• **Stated exercise 1**
Report every line in the records below that contains the word "ground", copying each line in full.

• **Extract provided**
Search code examples
apache-flinkflink-streamingfault-tolerancecheckpoint

How to understand checkpoint in Flink correctly


I know that Flink uses checkpoint mechanism to guarantee Exactly-once. But I want to know more details.

If I'm right, each Operator has its own checkpoint. I can not understand how these checkpoints work together.

Saying that I have two source tasks A and B, and one operator C. A and B are the inputs of C.

It seems that C must wait for both of the checkpoint of A and the checkpoint of B. But how do we decide the interval of them? If the operator of C does this: output = a1 + a2 + a3 - b1, does it mean that we should set the interval of the checkpoint of B three times of the checkpoint of A?

In a word, my question is if we should do some design for the interval of checkpoint of each operator according to its job and the frequency of its inputs to avoid long-duration-waiting-for-checkpoint issue?

• **Data in this exercise**
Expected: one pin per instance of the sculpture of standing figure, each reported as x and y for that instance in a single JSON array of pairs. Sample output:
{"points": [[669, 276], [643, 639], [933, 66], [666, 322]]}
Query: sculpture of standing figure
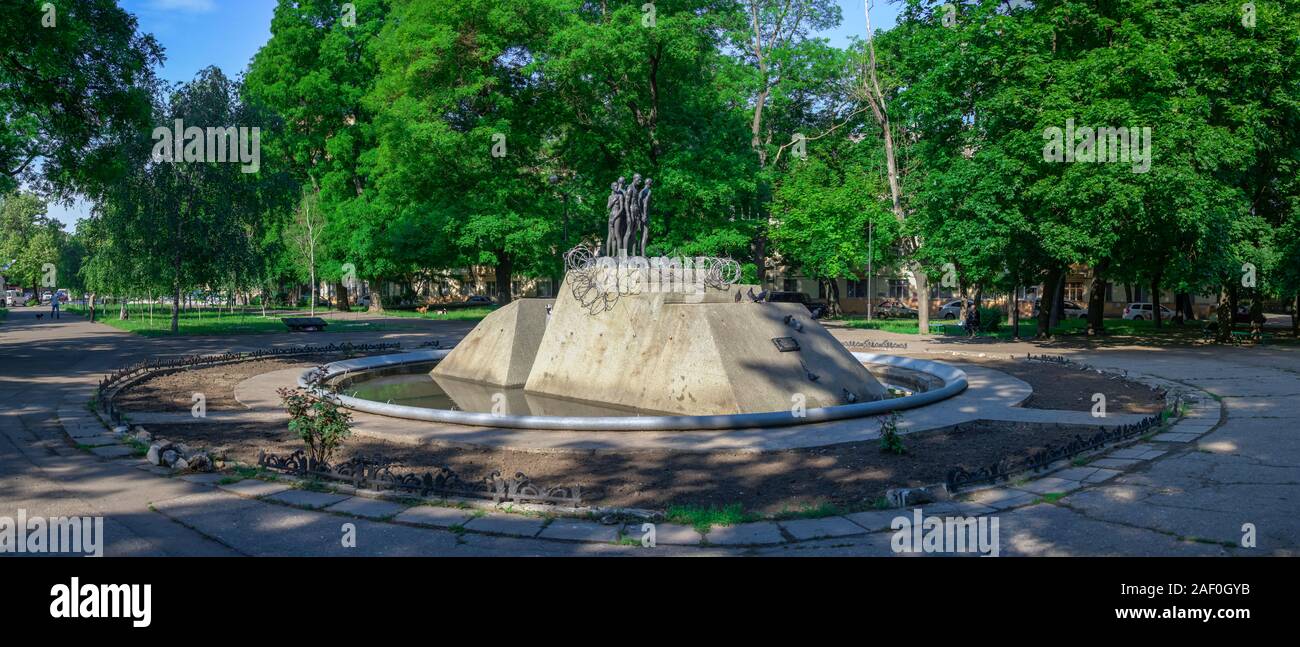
{"points": [[644, 216], [616, 204], [631, 212]]}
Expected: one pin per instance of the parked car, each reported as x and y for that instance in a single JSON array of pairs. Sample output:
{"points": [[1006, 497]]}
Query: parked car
{"points": [[815, 308], [950, 309], [1071, 311], [893, 308], [1142, 311]]}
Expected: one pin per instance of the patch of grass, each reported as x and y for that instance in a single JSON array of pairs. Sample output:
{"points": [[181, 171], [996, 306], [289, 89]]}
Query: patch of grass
{"points": [[453, 315], [820, 511], [315, 485], [705, 517], [213, 321], [1212, 542], [138, 448]]}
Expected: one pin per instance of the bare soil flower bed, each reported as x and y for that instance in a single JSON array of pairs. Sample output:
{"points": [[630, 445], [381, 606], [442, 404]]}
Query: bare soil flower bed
{"points": [[849, 476]]}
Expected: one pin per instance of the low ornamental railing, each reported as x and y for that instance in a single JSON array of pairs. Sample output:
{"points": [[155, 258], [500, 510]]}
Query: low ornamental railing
{"points": [[109, 382], [376, 473], [1039, 460]]}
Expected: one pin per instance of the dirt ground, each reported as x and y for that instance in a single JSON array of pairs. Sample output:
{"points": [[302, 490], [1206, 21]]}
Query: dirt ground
{"points": [[850, 474], [1062, 387], [173, 391]]}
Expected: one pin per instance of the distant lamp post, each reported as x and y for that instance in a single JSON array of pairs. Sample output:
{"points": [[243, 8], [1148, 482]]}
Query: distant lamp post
{"points": [[555, 181], [871, 294]]}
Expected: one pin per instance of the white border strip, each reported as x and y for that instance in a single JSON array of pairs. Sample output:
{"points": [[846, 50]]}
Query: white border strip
{"points": [[954, 382]]}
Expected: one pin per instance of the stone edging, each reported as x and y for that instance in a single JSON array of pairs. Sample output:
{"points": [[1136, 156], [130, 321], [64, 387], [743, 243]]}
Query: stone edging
{"points": [[472, 516]]}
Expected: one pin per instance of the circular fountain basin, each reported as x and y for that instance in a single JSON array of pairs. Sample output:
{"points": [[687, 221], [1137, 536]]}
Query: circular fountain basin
{"points": [[369, 385]]}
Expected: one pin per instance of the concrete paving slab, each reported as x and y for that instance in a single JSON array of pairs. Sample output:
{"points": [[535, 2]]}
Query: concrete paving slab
{"points": [[433, 516], [1101, 476], [365, 507], [670, 534], [1053, 530], [1173, 437], [820, 528], [306, 498], [265, 529], [745, 534], [502, 524], [1002, 498], [875, 521], [1051, 485], [576, 530], [1114, 463], [112, 451], [204, 478], [255, 487]]}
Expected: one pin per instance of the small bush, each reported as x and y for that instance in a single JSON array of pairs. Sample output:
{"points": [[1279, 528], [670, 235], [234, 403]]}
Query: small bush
{"points": [[321, 424], [889, 439]]}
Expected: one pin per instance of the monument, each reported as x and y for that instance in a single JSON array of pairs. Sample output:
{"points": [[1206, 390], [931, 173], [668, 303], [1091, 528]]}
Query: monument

• **Stated exercise 2**
In the Flink checkpoint question above, which operator receives source tasks A and B as its inputs?

• **Written answer 1**
Expected: one pin per instance of the dirt ground, each reported as x and y for that instance in a single JSON array of pairs. Sample output:
Query: dirt ground

• **Written answer 2**
Operator C.